++++ SOURCE ++++

Sec. 1-17.8    Retention of written report on complaint and investigation.
(a)    This section applies to each written report on an informal or formal complaint and investigation required under Section 1-17.4 and Section 1-17.5.
(b)    The written report on a complaint against an officer or employee of an executive department shall be retained by that department.
    The written report on a complaint against a councilmember or employee of a councilmember shall be retained by the council.
    The written report on a complaint against an officer or employee of a council office shall be retained by that office.
(c)    The written report on a complaint deemed true shall be retained for at least five years after the offender terminates service as a city officer or employee. After the five-year period, the report may be discarded.
    The written report on a dismissed complaint shall be retained for a two-year period, commencing from the date the report is completed. Upon termination of the period, the report shall be expunged, unless its retention is requested by the officer or employee, the complaint against whom was dismissed. When the officer or employee requests retention, the report shall be retained at least until the officer or employee terminates service with the city. After the termination of service, the report may be discarded.
    This subsection shall be subordinate to collective bargaining agreement provisions concerning the retention and expungement of information on an officer or employee covered by the agreement. Accordingly, the collective bargaining agreement provisions, rather than this subsection, shall apply with respect to the retention and expungement of the written report on a complaint against the officer or employee.
(Added by Ord. 93-84)

Sec. 1-17.9    Prohibition of retaliation for complaint.
(a)    An officer or employee shall not retaliate against another officer, employee, or individual who has complained of sexual harassment, conducted an investigation of a complaint, or acted as a witness during an investigation of a complaint.
(b)    An officer or employee who retaliates against another officer, employee, or individual in violation of subsection (a) shall be appropriately disciplined. The disciplinary action may consist of:
    (1)    Any of the disciplinary actions listed under Section 1-17.7; or
    (2)    Any other disciplinary action authorized by law, ordinance, or rule.

++++

EXERCISE A:
Translate this sentence from the ordinance into Spanish: "The written report on a complaint against an officer or employee of an executive department shall be retained by that department."
EXERCISE B:
Print out the part of the ordinance starting with "This subsection shall" and going on through "retaliation for complaint.".
EXERCISE C:
According to the ordinance, how long is the written report on a dismissed complaint kept?

++++ DATASET EXCERPTS ++++

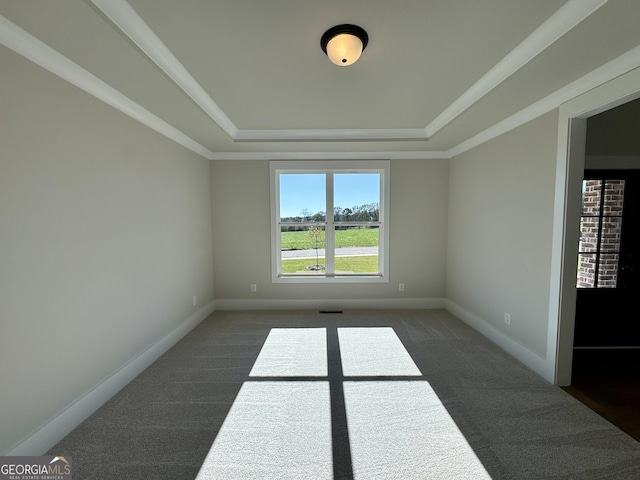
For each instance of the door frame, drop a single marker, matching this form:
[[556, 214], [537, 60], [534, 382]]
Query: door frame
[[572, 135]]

++++
++++ DATASET EXCERPTS ++++

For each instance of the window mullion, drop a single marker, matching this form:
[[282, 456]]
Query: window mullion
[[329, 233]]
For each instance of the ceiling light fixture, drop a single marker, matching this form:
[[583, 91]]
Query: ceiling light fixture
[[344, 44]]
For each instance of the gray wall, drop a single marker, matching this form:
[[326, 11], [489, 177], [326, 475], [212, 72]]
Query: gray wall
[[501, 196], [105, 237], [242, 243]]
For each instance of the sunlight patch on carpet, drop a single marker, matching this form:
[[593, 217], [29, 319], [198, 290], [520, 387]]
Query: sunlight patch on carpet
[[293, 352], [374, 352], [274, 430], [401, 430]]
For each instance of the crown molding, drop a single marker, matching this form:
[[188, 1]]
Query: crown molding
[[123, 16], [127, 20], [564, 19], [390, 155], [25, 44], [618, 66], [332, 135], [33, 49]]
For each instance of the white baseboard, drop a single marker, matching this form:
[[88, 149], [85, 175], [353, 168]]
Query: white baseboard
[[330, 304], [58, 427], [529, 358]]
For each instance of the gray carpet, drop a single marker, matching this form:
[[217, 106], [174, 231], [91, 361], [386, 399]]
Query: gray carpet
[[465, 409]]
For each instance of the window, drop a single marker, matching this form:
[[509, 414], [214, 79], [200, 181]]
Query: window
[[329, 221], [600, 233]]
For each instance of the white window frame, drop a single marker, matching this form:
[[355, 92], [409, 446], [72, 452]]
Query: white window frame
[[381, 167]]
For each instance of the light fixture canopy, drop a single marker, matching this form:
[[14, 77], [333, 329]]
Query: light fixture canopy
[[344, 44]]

++++
++++ DATASET EXCERPTS ++++

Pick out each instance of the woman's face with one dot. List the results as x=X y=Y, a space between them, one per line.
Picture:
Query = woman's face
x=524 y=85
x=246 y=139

++++

FINAL ANSWER A:
El informe escrito sobre una queja contra un funcionario o empleado de un departamento ejecutivo será conservado por dicho departamento.

FINAL ANSWER B:
This subsection shall be subordinate to collective bargaining agreement provisions concerning the retention and expungement of information on an officer or employee covered by the agreement. Accordingly, the collective bargaining agreement provisions, rather than this subsection, shall apply with respect to the retention and expungement of the written report on a complaint against the officer or employee.
(Added by Ord. 93-84)

Sec. 1-17.9    Prohibition of retaliation for complaint.

FINAL ANSWER C:
For two years, counted from the date the report is completed.